- [TEXT BLOCK]:
-- start --

In an embodiment, the first thermal sensor may be a heat flux sensor and/or the second thermal sensor may be a temperature sensor.

In an embodiment, the heat flux sensor may include a thermally insulating substrate, e.g. a polyamide, having a first and second side and a plurality of electrically connected thermocouple junctions provided on the first and second side, the spring structure being arrange to press one side of the thermally insulating substrate to the inner surface of the first glazing.

In an embodiment, the sensor module may be configured to determine one or more thermal parameters of the IGU, preferably an R-value or a U-value, based on a temperature difference between the first and second glazing and a heat flux transmitted through the IGU. In an embodiment, the sensor module may further include a light sensor, a humidity sensor, a pressure sensor, and/or an accelerometer.

In an aspect, the invention may relate to a spacer structure for an IGU comprising an inter-pane sensor module according to any of the embodiments described above. In an embodiment, at least part of the inter-pane sensor module may be integrated into the spacer structure.

In another aspect, the invention may relate to a system for processing sensor data of one or more insulating glass units (IGUs) comprising: a plurality of IGUs arranged in one or more facades of one or more buildings, wherein each or at least part of the IGUs may comprise an inter-pane sensor module according to any of the embodiments described above.

In an embodiment, the system may include one or more gateways configured to receive sensor data from the inter-pane sensor modules of the plurality of IGUs and to 5 send the sensor data to a server system configured to process the sensor data.

In an embodiment, the processing may include at least one of: determining a heat flow through one or more of the plurality of IGUs; determining a heat transfer coefficient, preferably the R or U value, of one or more of the plurality of IGUs; determining a pressure and/or moisture level for one or more of the plurality of IGUs; determining one or more thermal parameters, e.g. the heat flow and/or a heat transfer coefficient, associated with one or more of the plurality of IGUs and controlling a climate system of at least one of the one or more buildings based on the one or more thermal parameters.

In yet another aspect, the invention may related to an inter-pane sensor module for an IGU comprising: an elongated support structure arranged to be fixated to the spacer structure of the IGU; one or more sensors, a wireless radio module connected to an antenna structure, a power generating device, a power storage device and a sensor controller arranged on the support structure, the power generating device being configured to charge the power storage device, which is configured to power the sensor controller and the radio module configured to transmit sensor data generated by the sensor to a receiver external to the IGU.

-- end --

- [WHAT IS ASKED]: Continue the passage on inter-pane sensor modules for insulating glass units, picking up right after its final sentence.

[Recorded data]
-- start --

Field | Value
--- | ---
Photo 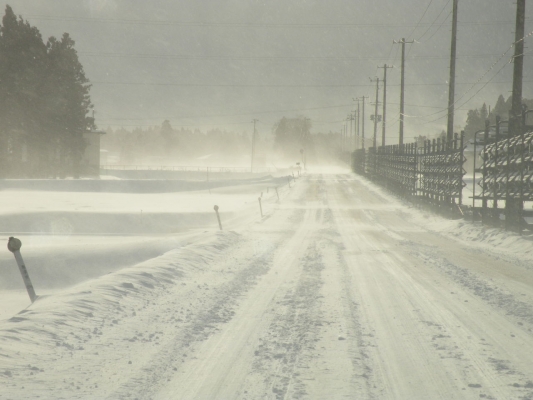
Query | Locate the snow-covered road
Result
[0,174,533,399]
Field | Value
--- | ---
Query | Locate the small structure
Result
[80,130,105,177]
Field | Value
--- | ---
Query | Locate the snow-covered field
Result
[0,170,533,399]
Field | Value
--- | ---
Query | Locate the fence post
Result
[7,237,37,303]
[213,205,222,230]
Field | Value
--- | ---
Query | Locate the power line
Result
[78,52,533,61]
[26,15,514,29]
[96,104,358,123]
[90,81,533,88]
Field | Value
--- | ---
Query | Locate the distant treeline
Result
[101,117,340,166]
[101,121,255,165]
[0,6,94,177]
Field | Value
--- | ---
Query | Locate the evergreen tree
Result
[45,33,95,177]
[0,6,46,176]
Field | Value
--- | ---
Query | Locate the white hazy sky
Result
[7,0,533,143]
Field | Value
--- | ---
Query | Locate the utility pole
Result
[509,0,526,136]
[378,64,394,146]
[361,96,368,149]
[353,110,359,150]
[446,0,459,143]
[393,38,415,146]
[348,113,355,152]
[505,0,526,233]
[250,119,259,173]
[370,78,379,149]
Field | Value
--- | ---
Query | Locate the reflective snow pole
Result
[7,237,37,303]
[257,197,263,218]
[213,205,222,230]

-- end --

- [ANSWER]:
In an embodiment, the support structure may further include a spring structure arranged to mechanically press the antenna structure, preferably a thin-film antenna structure, to an inner surface of a glazing of the IGU, when the sensor module is fixated on the spacer structure between the first and second glazing of the IGU.

In an embodiment, the support structure may further include an antenna support structure arranged to support the antenna structure to be substantial parallel to an inner surface of a glazing of the IGU, when the sensor module is fixated on the spacer structure between the first and second glazing of the IGU.

In an embodiment, the support structure may comprise an antenna structure arranged substantially perpendicular to surface of the support structure. In an embodiment, the support structure may include a raised edge, wherein the antenna structure is arranged against the raised edge.

In an embodiment, the one or more sensors may include at least one of: a thermal sensor, a heat flux sensor, a pressure sensor, a moisture sensor, an accelerometer, alight sensor.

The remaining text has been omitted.